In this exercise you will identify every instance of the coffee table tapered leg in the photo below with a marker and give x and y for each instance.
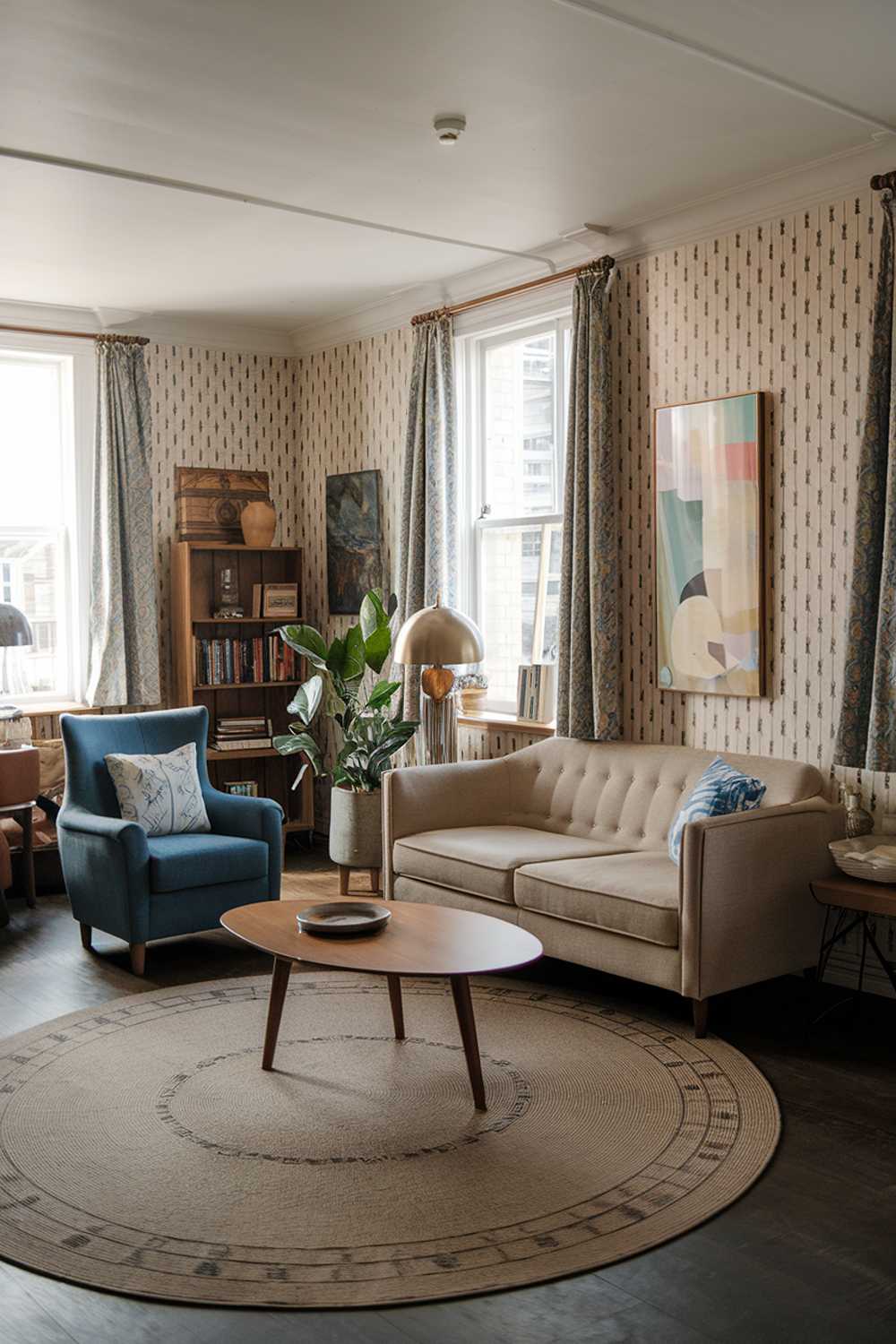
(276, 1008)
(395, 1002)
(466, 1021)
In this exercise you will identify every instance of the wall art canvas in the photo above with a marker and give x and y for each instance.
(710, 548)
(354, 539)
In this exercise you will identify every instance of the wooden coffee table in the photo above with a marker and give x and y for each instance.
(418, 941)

PROBLEM REQUIREMENTS: Transcribe all of the entries above verbatim, omitting the pictures.

WRITTEN REPLY:
In this exercise you will identify every instance of the coffee table tapered leg in the photo below with a marker and give x and y for each instance.
(276, 1008)
(395, 1002)
(466, 1021)
In this exercise you will identify every instance of the wall art canvas in the photo above with a marker and give x and y for each instance.
(710, 548)
(354, 539)
In this exercise you will identify every instance of the wooden coffee table in the photo above with a marker and give x and y for each instance.
(418, 941)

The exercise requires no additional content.